Data for this task:
════════
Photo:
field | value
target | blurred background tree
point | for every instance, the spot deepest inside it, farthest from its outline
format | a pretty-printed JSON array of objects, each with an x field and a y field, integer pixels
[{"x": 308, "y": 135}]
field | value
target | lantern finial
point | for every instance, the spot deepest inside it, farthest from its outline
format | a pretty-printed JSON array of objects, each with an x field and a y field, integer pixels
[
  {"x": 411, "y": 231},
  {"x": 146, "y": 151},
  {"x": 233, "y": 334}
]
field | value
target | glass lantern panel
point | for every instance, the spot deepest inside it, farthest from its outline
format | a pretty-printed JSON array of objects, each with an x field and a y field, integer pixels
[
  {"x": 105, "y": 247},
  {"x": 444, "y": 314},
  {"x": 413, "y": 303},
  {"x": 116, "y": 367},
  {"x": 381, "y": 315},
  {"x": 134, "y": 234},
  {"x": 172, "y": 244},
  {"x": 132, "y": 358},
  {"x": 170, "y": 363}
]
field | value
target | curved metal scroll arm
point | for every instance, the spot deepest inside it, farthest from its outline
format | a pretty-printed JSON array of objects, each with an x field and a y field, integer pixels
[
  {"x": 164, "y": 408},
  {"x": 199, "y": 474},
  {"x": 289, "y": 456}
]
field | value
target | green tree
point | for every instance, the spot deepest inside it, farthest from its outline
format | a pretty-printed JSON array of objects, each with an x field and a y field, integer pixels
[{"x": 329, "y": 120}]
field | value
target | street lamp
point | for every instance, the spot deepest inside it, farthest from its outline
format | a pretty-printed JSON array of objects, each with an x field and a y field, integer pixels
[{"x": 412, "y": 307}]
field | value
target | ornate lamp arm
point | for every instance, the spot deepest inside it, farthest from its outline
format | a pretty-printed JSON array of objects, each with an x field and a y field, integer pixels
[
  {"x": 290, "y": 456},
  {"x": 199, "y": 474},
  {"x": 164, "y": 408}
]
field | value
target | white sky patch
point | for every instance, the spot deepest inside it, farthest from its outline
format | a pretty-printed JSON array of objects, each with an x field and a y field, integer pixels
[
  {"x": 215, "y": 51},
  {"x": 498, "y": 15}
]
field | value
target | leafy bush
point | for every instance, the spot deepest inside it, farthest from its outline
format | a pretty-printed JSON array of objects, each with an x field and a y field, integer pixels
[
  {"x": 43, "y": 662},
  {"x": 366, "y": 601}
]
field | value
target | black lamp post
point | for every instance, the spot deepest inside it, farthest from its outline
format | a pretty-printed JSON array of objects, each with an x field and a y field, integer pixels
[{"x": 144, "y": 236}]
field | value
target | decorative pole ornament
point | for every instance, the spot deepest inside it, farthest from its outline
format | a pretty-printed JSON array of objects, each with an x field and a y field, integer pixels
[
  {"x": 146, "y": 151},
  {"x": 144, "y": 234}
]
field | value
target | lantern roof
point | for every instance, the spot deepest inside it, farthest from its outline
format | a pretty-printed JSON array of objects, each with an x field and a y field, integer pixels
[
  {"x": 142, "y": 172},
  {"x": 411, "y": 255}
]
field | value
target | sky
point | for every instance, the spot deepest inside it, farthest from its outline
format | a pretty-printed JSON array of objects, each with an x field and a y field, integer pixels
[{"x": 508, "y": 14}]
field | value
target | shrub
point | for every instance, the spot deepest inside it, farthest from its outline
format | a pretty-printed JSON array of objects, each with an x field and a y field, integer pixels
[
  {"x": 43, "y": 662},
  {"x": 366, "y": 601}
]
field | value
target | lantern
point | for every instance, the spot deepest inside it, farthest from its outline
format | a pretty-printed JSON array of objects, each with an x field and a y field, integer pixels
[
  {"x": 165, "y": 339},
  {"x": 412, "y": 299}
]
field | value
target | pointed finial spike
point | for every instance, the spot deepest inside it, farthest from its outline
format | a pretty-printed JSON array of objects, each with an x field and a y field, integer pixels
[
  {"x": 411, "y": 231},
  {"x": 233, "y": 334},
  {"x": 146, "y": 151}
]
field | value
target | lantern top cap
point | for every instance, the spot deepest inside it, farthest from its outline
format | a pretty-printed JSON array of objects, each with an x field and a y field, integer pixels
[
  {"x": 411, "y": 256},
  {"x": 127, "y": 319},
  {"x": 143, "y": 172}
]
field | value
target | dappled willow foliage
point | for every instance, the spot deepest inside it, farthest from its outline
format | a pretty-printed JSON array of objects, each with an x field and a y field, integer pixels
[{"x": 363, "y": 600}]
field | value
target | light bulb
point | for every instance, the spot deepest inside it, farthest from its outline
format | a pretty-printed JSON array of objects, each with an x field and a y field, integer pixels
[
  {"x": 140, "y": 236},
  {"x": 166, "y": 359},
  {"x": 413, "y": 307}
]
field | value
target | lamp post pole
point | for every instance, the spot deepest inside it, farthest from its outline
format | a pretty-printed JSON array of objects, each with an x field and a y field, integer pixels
════════
Exercise: Locate each line of the records above that contains the string "lantern" and copy it out in full. The match is case-sensitive.

Answer to the problem:
target | lantern finial
target | glass lantern panel
target | lantern roof
target | lantern
target | lantern top cap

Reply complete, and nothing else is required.